## EXTRACTO DEL DOCUMENTO
========================

Pero tampoco puede, de otra parte, el Ejecutivo incurrir en ningún tipo de abuso de autoridad por cuanto, en la misma medida de lo anterior, estaría desdiciéndose de las primeras exigencias establecidas en la Constitución. Por ello, el Gobierno, en modo alguno y en todos sus órdenes, puede cohonestar el desborde de la fuerza legítima, sino precaverla siempre y en todo lugar dentro de los cánones y protocolos establecidos legalmente para enfrentar los disturbios, con las acciones policiales correspondientes y la asistencia militar originada en las leyes aprobadas por el Congreso. Todo acto atentatorio de ello, y que por ende erosione la legitimidad estatal, debe ser investigado y castigado en tiempo real, sin que por esto asimismo deban suspenderse las demás operaciones en procura de recuperar la prevalencia del Estado Social de Derecho allí donde sufra afectaciones, siempre dentro del consabido principio de legalidad.

De suyo, es posible que en esa vía haya llegado el momento, en Colombia, de separar a la Policía Nacional del Ministerio de Defensa. Es, a no dudarlo, una reforma que se ha quedado en el tintero por décadas, inclusive desde antes del Frente Nacional, y que es menester adecuar aquí y ahora, porque es evidentemente contradictorio que una fuerza como la Policía deba depender de una mentalidad y un organigrama castrenses que priman en el despacho de Defensa, pese a que exista un ministro civil.

Bajo los criterios anteriores, es decir, ni prevaricato por omisión ni abuso de autoridad, es que pueden darse las condiciones para un diálogo eficaz. Un diálogo que igualmente pedimos en estas líneas, ante el paro de 2019, y que el Gobierno abrió más tarde bajo la tesis de la “conversación nacional”, que en alguna medida quedó congelado. Luego, cuando sobrevino la pandemia en 2020, insistimos desde el comienzo que un tema de semejantes características no podía enfrentarse sino con la mayor cantidad de voluntad política posible y que por eso era necesario que el Presidente convocara de antemano al país para lograr un acuerdo nacional, puesto que ya desde entonces parecía evidente que, además inmersos en las prolongadas cuarentenas con la consecuente crisis del empleo y en la economía, era indispensable surtir la emergencia entre todos los colombianos, mucho más cuando no se sabía cuánto iría a durar y cuál debería ser el monto de las ayudas extraordinarias, sobre todo para atender a los sectores más vulnerables.

========================

## REGISTROS DE DATOS
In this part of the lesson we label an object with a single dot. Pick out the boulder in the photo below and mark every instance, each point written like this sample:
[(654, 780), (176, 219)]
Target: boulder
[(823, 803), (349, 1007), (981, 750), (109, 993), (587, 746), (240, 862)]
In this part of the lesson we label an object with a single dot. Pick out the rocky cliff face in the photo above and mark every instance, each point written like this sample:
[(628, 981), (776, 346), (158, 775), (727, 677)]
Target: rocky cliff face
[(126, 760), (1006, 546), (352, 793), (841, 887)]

========================

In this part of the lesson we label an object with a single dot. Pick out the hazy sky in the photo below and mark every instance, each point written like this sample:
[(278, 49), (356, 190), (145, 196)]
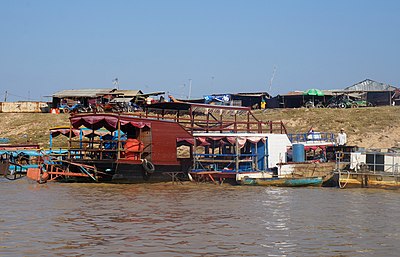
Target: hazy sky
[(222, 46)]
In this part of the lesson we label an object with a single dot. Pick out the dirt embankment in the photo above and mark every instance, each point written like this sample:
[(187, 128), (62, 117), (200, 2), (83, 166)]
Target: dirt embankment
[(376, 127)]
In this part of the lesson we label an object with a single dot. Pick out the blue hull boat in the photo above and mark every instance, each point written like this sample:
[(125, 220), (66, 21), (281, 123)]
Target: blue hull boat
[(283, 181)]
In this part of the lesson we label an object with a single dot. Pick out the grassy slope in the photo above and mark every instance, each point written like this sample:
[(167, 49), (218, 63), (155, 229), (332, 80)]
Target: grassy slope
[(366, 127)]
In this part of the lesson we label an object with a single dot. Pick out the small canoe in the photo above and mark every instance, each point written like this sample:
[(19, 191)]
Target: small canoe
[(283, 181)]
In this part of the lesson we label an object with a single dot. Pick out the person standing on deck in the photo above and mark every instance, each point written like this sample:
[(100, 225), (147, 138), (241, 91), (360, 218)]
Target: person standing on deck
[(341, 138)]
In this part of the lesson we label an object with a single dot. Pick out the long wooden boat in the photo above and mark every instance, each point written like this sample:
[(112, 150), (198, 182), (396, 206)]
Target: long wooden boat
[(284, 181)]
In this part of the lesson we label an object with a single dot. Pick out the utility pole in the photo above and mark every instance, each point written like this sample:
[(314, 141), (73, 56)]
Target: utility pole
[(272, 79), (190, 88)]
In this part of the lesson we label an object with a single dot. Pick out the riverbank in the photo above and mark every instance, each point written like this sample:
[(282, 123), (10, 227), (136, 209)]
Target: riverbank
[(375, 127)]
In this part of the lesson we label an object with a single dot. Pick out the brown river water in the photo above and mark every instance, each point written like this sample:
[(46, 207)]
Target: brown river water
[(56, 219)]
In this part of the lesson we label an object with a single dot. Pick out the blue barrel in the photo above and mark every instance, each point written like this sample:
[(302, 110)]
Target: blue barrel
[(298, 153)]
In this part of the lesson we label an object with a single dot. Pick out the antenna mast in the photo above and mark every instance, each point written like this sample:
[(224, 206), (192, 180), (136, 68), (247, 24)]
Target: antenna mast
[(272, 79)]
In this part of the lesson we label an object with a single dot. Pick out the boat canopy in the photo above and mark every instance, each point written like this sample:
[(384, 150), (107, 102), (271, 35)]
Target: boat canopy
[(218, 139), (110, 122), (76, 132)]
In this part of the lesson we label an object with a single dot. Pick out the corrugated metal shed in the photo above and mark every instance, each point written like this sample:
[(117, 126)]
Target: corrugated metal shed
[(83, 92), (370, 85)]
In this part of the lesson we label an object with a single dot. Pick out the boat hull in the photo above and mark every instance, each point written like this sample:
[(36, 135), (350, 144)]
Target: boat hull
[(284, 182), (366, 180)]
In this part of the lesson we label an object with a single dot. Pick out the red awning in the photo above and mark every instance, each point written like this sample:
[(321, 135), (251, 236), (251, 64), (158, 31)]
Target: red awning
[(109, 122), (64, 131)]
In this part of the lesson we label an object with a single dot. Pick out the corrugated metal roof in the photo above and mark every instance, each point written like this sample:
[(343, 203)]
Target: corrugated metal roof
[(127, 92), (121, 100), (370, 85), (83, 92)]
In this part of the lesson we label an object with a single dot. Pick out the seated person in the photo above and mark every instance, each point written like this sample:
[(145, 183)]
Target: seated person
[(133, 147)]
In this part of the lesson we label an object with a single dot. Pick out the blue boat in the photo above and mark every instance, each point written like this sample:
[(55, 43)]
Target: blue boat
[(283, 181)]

========================

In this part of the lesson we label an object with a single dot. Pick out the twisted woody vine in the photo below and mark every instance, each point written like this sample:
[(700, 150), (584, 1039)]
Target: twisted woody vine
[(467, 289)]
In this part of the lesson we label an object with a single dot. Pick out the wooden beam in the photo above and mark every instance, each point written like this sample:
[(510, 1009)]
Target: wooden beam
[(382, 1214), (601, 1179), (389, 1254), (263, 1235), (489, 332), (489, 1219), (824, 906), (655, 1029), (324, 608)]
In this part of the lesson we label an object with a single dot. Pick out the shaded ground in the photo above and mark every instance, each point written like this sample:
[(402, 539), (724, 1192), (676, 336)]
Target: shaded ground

========================

## PARTES DEL EJERCICIO
[a] Según el extracto, ¿por qué es necesario separar a la Policía Nacional del Ministerio de Defensa? Responde en una a tres oraciones.
[b] Reproduce el pasaje del extracto que comienza en las palabras "De suyo, es" y termina después de "un ministro civil.".
[c] Responde con base en el extracto:
(i) ¿En qué año ocurrió el paro ante el cual se pidió un diálogo?
(ii) ¿Bajo qué tesis abrió el Gobierno ese diálogo?
(iii) ¿Desde cuándo ha quedado pendiente la reforma de separar a la Policía del Ministerio de Defensa?

## RESPUESTAS EN ORDEN
[a] Porque resulta evidentemente contradictorio que una fuerza como la Policía dependa de una mentalidad y un organigrama castrenses, que priman en el despacho de Defensa aunque haya un ministro civil.

[b]
De suyo, es posible que en esa vía haya llegado el momento, en Colombia, de separar a la Policía Nacional del Ministerio de Defensa. Es, a no dudarlo, una reforma que se ha quedado en el tintero por décadas, inclusive desde antes del Frente Nacional, y que es menester adecuar aquí y ahora, porque es evidentemente contradictorio que una fuerza como la Policía deba depender de una mentalidad y un organigrama castrenses que priman en el despacho de Defensa, pese a que exista un ministro civil.

[c]
(i) En 2019.
(ii) Bajo la tesis de la "conversación nacional".
(iii) Desde hace décadas, incluso desde antes del Frente Nacional.